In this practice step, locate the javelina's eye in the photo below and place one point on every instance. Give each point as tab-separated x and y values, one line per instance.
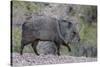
73	34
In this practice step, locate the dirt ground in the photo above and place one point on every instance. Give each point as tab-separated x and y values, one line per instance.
28	59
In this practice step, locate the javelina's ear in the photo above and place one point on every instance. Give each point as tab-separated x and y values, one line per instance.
69	24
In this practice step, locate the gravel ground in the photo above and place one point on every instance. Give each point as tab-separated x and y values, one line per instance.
28	59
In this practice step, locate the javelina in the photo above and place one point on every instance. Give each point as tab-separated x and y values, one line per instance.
45	28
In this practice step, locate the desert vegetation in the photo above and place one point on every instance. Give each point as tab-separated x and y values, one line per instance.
84	15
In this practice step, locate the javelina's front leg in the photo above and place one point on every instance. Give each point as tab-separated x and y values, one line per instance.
22	47
58	48
34	44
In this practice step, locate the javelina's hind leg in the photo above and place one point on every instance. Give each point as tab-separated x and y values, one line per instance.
22	47
34	44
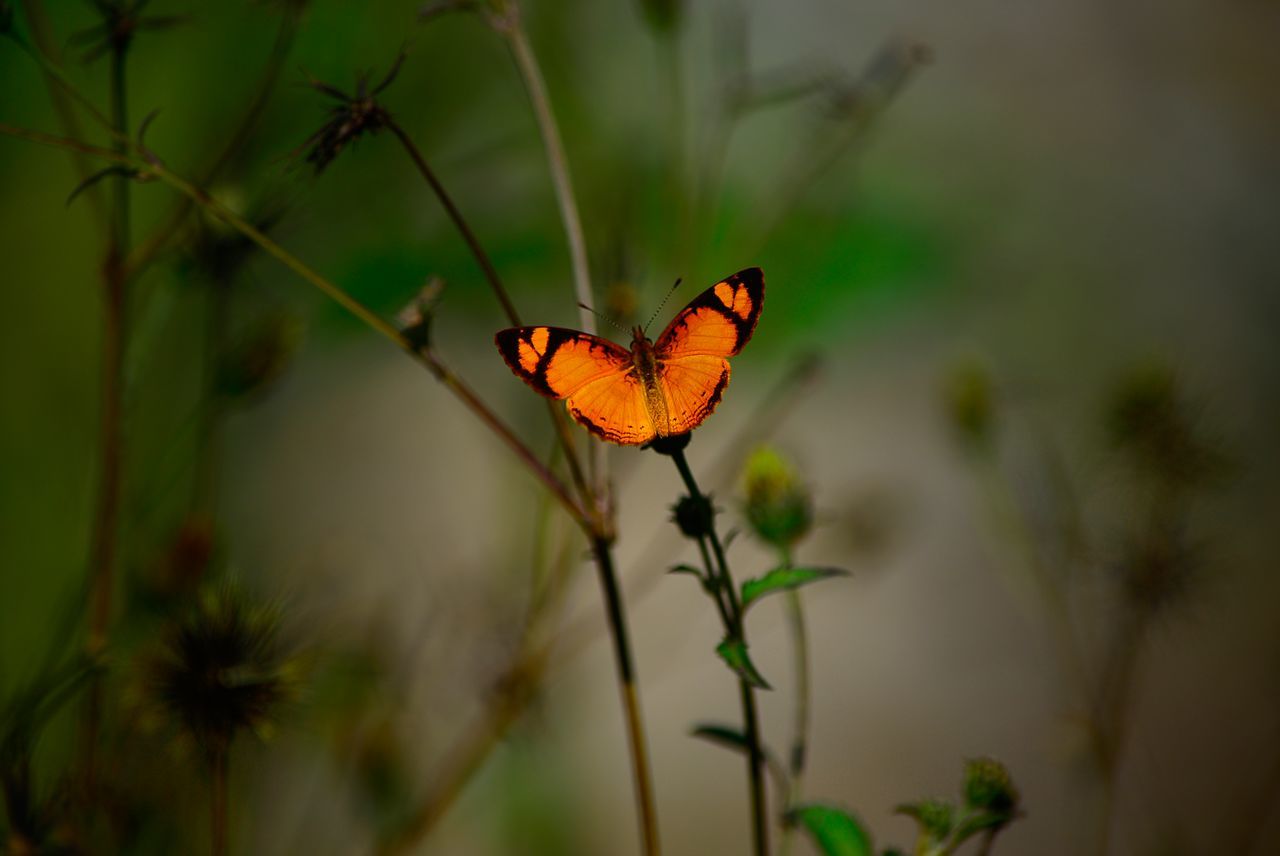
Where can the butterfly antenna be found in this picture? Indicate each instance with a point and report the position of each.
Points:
(603, 317)
(673, 287)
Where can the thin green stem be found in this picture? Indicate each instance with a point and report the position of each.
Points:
(508, 307)
(800, 726)
(218, 802)
(602, 552)
(103, 540)
(474, 245)
(150, 248)
(45, 55)
(735, 627)
(557, 163)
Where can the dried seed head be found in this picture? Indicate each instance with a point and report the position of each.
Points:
(353, 117)
(220, 672)
(694, 516)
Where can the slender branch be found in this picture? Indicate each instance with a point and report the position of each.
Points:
(218, 802)
(103, 541)
(45, 56)
(603, 555)
(530, 73)
(800, 724)
(155, 169)
(150, 248)
(746, 692)
(490, 273)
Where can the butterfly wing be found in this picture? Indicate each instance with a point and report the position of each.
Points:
(593, 375)
(691, 352)
(720, 321)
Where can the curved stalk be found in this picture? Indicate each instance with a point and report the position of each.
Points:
(746, 692)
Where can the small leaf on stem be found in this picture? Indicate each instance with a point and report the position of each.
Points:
(833, 831)
(782, 580)
(726, 736)
(734, 653)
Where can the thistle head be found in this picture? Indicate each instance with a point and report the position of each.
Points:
(220, 671)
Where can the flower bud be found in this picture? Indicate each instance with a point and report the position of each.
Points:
(694, 516)
(970, 404)
(777, 506)
(987, 786)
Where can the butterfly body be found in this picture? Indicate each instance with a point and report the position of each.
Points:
(658, 388)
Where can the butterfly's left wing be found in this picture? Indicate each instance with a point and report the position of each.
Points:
(691, 352)
(593, 374)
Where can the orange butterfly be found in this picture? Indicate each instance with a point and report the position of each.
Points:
(658, 388)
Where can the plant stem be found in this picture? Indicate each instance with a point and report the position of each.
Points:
(800, 727)
(284, 37)
(45, 56)
(499, 291)
(735, 627)
(531, 76)
(458, 221)
(218, 805)
(600, 550)
(589, 522)
(103, 540)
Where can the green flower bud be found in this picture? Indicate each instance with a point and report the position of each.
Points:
(936, 818)
(987, 786)
(777, 506)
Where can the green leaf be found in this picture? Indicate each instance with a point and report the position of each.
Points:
(734, 651)
(982, 822)
(685, 568)
(782, 580)
(725, 736)
(833, 831)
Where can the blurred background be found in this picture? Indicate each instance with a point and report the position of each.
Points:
(1019, 343)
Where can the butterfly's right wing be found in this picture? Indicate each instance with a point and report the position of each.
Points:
(593, 374)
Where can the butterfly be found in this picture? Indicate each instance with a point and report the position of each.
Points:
(656, 389)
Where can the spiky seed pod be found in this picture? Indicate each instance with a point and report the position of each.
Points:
(987, 786)
(220, 672)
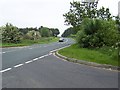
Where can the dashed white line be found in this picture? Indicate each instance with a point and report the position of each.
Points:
(5, 70)
(18, 65)
(41, 57)
(28, 61)
(35, 59)
(30, 48)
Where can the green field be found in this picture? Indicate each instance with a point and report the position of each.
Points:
(30, 42)
(103, 55)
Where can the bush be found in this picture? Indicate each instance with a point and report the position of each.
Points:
(10, 34)
(97, 33)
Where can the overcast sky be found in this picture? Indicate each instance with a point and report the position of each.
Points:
(36, 13)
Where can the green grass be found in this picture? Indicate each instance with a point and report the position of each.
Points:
(31, 42)
(101, 56)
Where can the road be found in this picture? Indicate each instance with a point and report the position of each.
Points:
(35, 67)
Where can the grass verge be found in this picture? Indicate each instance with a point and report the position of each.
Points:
(30, 42)
(101, 56)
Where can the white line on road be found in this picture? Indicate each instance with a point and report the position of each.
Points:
(18, 65)
(59, 49)
(29, 61)
(35, 59)
(5, 70)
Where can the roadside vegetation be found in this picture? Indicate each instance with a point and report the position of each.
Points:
(13, 36)
(104, 55)
(97, 34)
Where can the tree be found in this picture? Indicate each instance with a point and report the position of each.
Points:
(97, 33)
(45, 32)
(104, 14)
(55, 31)
(11, 34)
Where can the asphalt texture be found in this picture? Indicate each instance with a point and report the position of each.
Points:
(50, 71)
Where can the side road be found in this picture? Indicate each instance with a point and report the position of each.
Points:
(104, 66)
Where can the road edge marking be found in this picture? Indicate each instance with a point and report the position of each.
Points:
(5, 70)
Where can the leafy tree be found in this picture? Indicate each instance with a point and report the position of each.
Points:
(79, 11)
(45, 32)
(97, 33)
(68, 32)
(11, 34)
(55, 31)
(33, 35)
(104, 14)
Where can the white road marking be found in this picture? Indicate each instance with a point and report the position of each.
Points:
(18, 65)
(30, 48)
(35, 59)
(59, 49)
(41, 57)
(5, 70)
(29, 61)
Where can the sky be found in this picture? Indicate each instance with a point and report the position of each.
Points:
(47, 13)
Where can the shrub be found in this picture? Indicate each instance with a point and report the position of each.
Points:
(97, 33)
(10, 34)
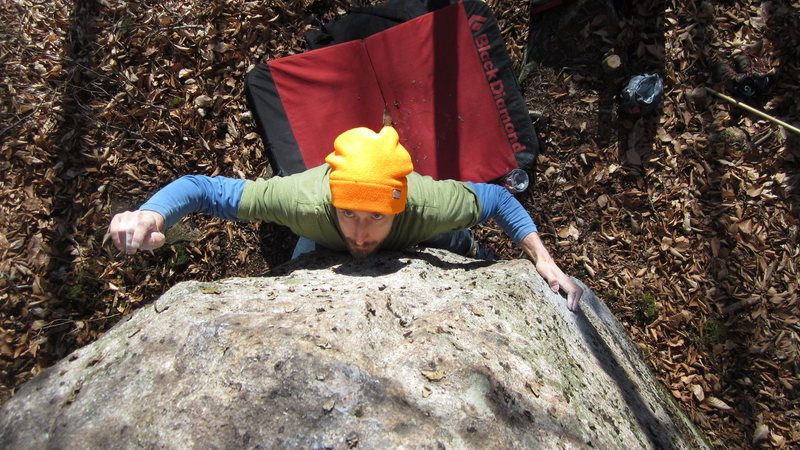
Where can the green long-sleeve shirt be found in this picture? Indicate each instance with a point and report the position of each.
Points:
(302, 202)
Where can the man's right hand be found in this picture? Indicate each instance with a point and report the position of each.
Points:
(137, 230)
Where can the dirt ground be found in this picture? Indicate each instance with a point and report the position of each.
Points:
(684, 221)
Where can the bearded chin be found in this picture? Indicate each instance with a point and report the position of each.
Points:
(361, 251)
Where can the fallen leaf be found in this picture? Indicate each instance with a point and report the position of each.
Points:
(433, 375)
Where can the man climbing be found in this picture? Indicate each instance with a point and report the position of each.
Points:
(366, 198)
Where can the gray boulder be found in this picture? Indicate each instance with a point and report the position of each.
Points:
(416, 349)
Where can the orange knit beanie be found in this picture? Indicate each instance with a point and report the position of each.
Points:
(369, 171)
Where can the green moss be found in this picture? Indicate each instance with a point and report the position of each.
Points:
(181, 258)
(646, 309)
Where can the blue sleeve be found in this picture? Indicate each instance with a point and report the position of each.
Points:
(499, 204)
(218, 196)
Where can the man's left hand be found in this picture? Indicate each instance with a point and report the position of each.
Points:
(558, 280)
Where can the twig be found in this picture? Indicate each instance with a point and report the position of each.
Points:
(754, 111)
(172, 28)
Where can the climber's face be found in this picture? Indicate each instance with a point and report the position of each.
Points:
(364, 231)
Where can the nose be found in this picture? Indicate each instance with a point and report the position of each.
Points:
(361, 233)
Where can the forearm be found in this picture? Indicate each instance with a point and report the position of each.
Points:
(218, 196)
(499, 204)
(534, 247)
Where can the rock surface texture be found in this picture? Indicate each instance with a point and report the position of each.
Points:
(416, 349)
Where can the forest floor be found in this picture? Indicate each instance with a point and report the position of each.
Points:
(684, 221)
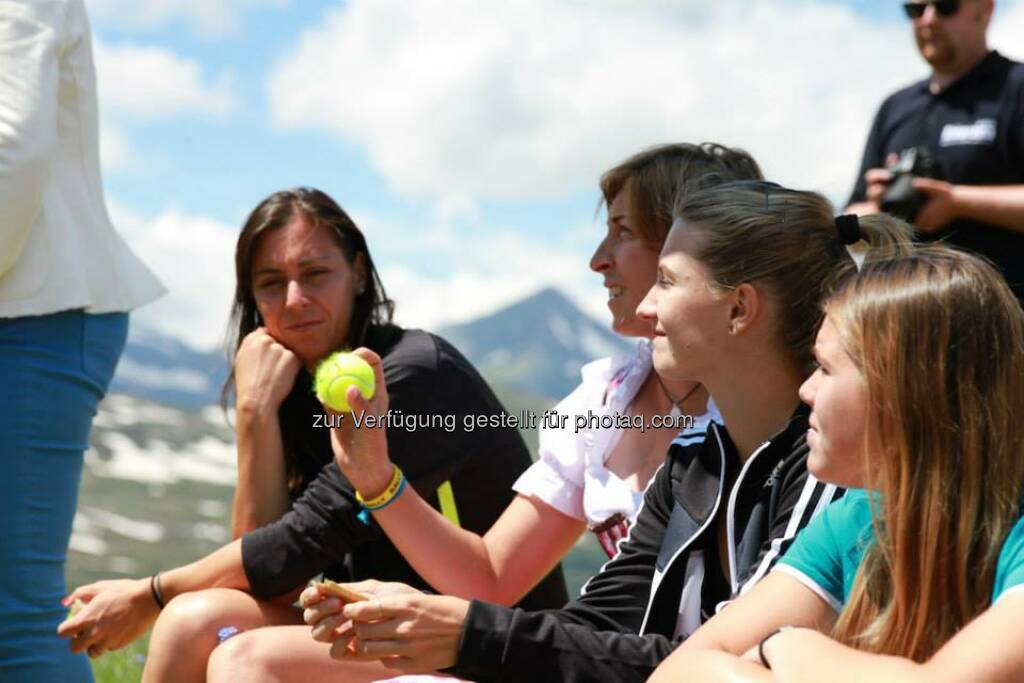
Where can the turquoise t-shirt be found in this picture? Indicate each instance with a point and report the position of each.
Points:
(827, 552)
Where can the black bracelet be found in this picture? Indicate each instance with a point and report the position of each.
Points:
(158, 595)
(761, 645)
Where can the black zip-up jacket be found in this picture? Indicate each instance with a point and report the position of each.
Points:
(633, 613)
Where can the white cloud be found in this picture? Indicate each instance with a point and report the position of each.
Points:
(531, 98)
(208, 17)
(482, 271)
(115, 151)
(146, 82)
(1008, 27)
(195, 258)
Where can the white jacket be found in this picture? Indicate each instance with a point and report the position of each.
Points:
(57, 248)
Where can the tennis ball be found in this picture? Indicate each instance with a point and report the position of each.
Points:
(338, 372)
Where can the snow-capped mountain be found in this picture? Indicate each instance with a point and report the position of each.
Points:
(537, 345)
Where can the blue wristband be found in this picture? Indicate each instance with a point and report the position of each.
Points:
(364, 514)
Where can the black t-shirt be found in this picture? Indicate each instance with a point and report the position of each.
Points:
(425, 376)
(975, 131)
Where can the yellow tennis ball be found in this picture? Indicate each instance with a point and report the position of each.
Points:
(338, 372)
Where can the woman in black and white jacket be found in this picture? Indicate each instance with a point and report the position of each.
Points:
(735, 306)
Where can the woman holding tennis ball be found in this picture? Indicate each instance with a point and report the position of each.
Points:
(593, 479)
(735, 305)
(307, 287)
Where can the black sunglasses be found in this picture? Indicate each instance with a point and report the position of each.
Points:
(943, 7)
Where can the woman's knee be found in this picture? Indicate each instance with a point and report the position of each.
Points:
(239, 658)
(197, 617)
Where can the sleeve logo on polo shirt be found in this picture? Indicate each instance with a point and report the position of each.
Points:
(981, 131)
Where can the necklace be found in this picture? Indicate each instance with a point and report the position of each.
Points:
(677, 403)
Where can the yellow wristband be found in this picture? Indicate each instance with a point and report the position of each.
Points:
(392, 489)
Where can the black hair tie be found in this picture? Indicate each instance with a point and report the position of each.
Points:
(848, 226)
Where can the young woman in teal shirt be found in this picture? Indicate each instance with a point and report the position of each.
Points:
(916, 400)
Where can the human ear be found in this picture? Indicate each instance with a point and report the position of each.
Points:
(745, 305)
(359, 274)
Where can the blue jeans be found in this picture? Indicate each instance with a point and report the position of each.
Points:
(53, 372)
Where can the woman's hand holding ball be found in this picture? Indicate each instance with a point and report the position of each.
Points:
(360, 452)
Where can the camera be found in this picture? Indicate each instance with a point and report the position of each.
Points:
(901, 200)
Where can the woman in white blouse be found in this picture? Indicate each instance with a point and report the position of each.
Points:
(595, 478)
(67, 282)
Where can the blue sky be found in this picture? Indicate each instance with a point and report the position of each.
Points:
(465, 136)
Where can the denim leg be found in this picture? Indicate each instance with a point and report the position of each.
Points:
(53, 372)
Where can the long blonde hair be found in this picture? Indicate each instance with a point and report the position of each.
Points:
(939, 339)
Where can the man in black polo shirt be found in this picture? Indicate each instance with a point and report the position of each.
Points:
(970, 116)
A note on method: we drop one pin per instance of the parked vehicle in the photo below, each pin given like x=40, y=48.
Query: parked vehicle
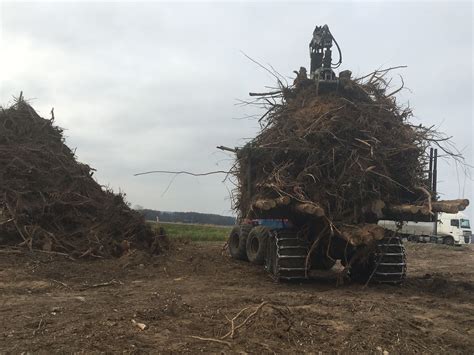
x=450, y=229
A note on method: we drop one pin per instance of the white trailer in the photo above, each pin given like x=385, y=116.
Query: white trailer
x=450, y=229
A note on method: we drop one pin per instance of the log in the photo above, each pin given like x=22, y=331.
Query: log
x=310, y=208
x=265, y=204
x=364, y=234
x=375, y=207
x=268, y=204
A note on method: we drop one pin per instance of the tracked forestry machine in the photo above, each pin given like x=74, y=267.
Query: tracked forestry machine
x=335, y=155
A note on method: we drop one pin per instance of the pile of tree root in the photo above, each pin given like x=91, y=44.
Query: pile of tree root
x=347, y=154
x=49, y=201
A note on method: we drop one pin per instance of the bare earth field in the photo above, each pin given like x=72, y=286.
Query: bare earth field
x=52, y=304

==========

Repeat the line containing "Where can the long" and every line after it up to the end of the material above, exactly as they stand, minus the pictures.

FINAL RESULT:
Where can the long blonde hair be found in this picture? Indicate each instance with a point and report the position of each.
Points:
(939, 339)
Where can the man in black polo shirt be found in this picture? Indicate each instance with a point and report the position of each.
Points:
(970, 116)
A note on method: we drop one pin per instance of the parked vehicle in the photo below, each pin given like x=40, y=48.
Query: parked vehicle
x=450, y=229
A note on method: we drop one pin per instance of the white trailer in the photo above, each pin given like x=385, y=116.
Query: white trailer
x=450, y=229
A note on method: we drop one pin per instance of the log in the photo above, each pin given like x=22, y=331.
Query: log
x=310, y=208
x=265, y=204
x=364, y=234
x=375, y=207
x=268, y=204
A note on method: we drop one pin per instance of the tracked forestry machine in the photo above, each pin given like x=74, y=267.
Query: tracked forestry machine
x=335, y=155
A note on method: we drop one pin per instance of the pile of tree root in the photo above, each pin given like x=91, y=44.
Query: pile of tree root
x=347, y=154
x=49, y=201
A note on method: we drop one pin per instance of the bare earth field in the photo above, each pin given like x=72, y=286.
Query: bare earth field
x=52, y=304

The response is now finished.